◆ Quoted passage:
◆ ◆ ◆ ◆ ◆ ◆ ◆

The use of antibiotics increases day by day worldwide,
overuse is one of the
factors that contributes towards the growing number of bacterial
infections which are becoming resistant to antibacterial medications.
According to the Centers for Disease Control and Prevention,overuse in
the USA is a problem particular in Southeast. According to the European
Centre for Disease Prevention and Control antibiotic resistance
continues to be a serious public health
threat worldwide. In a statement issued in 19th November 2012, the ECDC
informed that 25,000 people die each year due to antibiotic-resistant
bacterial infections. New ECDC data has shown that there has been a
considerable increase
over the last four years of combined resistance to multiple antibiotics
in E. coli and Klebsiella pneumoniae in over one third
of EU and EEA (European Economic Area) nations. Consumption of
carbapenems, a major class of last-line antibiotics, increased
significantly from 2007 to 2010. "Then there is the danger that the ignorant man may easily underdose
himself and by exposing his microbes to non-lethal quantities of the
drug, make them resistant," said Alexander Fleming, speaking in his
Nobel Prize acceptance speech in 1945.
As predicted almost 70 years ago by the man who discovered the first
antibiotic, drug resistance is upon us.

◆ ◆ ◆ ◆ ◆ ◆ ◆

◆ Input data:
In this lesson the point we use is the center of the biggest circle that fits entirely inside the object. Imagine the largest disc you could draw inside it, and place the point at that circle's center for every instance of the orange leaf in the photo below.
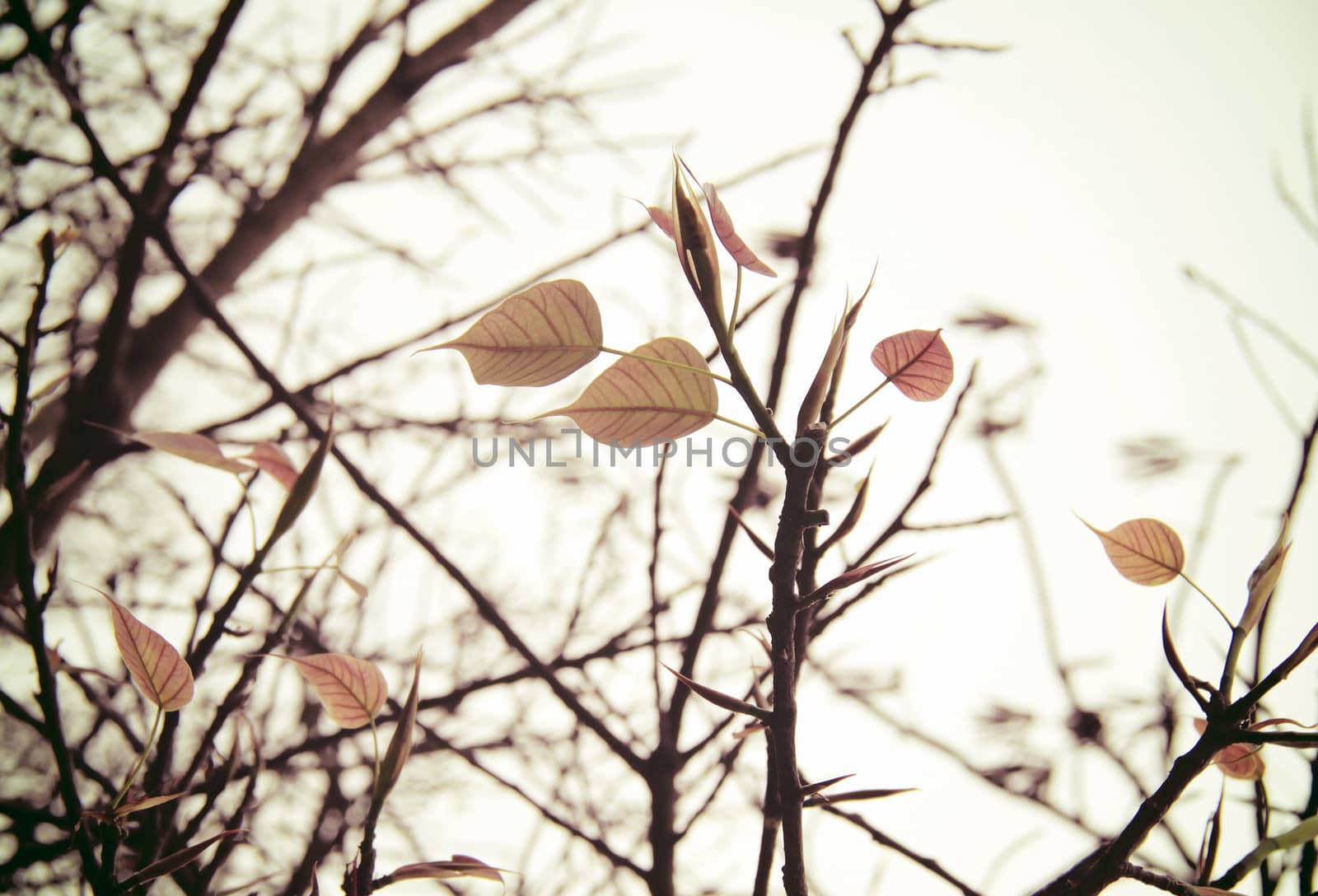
(918, 362)
(155, 665)
(272, 459)
(351, 689)
(1144, 551)
(193, 447)
(534, 338)
(727, 235)
(638, 402)
(460, 866)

◆ ◆ ◆ ◆ ◆ ◆ ◆

◆ Exercise set:
1. Answer these about the passage on antibiotic resistance:
(a) According to the ECDC statement, how many people die each year due to antibiotic-resistant bacterial infections?
(b) Which class of last-line antibiotics saw consumption increase significantly from 2007 to 2010?
(c) In what year did Alexander Fleming give his Nobel Prize acceptance speech?
2. Reproduce the passage on antibiotic resistance word for word, between "The use of antibiotics" and "to antibacterial medications.", inclusive.
3. Render this sentence from the passage on antibiotic resistance in Spanish: "Consumption of carbapenems, a major class of last-line antibiotics, increased significantly from 2007 to 2010."

◆ Replies:
1.
(a) 25,000
(b) Carbapenems
(c) 1945

2.
The use of antibiotics increases day by day worldwide,
overuse is one of the
factors that contributes towards the growing number of bacterial
infections which are becoming resistant to antibacterial medications.

3. El consumo de carbapenémicos, una clase importante de antibióticos de último recurso, aumentó significativamente de 2007 a 2010.